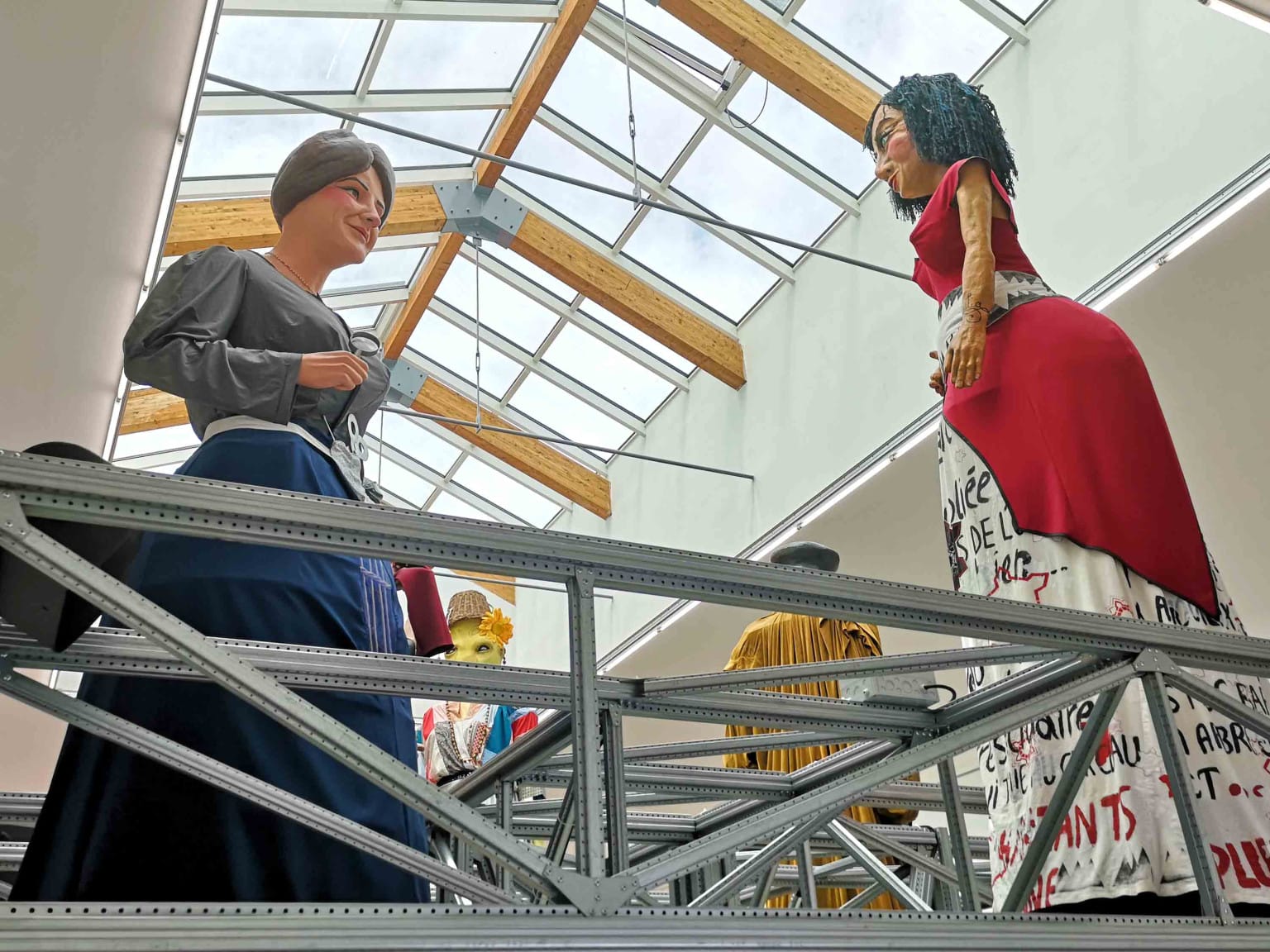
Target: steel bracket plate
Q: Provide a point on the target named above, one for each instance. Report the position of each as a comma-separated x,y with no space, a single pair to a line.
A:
··········
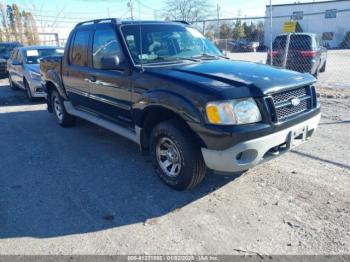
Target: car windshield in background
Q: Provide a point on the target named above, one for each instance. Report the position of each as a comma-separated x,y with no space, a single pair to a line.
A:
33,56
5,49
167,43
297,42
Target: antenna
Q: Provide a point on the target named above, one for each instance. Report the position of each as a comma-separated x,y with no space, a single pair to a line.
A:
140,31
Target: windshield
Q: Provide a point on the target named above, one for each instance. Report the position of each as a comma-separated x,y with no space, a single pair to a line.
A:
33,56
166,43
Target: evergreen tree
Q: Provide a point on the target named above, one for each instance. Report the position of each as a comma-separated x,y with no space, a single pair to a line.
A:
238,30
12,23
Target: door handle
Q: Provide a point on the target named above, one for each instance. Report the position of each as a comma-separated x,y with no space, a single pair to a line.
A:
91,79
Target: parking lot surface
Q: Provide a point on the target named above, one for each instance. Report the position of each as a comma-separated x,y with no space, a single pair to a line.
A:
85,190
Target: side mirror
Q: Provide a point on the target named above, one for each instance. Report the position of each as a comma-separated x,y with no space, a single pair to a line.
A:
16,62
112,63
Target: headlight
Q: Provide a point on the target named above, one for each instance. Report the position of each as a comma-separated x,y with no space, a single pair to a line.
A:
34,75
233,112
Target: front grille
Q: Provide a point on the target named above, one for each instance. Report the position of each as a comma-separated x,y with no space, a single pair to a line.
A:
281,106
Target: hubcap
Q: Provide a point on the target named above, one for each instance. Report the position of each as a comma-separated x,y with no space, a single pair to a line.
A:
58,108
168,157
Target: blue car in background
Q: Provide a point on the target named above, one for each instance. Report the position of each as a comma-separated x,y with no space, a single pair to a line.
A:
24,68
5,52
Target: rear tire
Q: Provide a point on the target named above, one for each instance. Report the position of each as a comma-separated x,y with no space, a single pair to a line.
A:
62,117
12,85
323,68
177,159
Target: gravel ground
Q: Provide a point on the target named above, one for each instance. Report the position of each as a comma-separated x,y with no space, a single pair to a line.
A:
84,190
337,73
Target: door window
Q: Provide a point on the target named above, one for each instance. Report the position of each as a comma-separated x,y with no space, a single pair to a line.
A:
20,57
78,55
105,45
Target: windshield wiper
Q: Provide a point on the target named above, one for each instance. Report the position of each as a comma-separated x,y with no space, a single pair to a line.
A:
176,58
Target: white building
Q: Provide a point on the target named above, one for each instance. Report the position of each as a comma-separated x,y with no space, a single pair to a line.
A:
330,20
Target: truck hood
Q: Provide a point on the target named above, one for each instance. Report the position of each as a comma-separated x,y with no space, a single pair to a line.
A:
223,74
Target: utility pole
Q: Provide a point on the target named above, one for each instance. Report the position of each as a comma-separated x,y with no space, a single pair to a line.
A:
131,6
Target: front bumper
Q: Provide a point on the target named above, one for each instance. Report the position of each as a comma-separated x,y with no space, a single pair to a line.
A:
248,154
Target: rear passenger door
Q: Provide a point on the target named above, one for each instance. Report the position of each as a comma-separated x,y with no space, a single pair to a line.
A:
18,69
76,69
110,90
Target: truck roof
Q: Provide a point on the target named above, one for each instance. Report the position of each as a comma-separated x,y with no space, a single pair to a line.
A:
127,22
··········
Exercise details:
Determine how many lines in the items above contain the word "door". State only that number.

Written answer:
3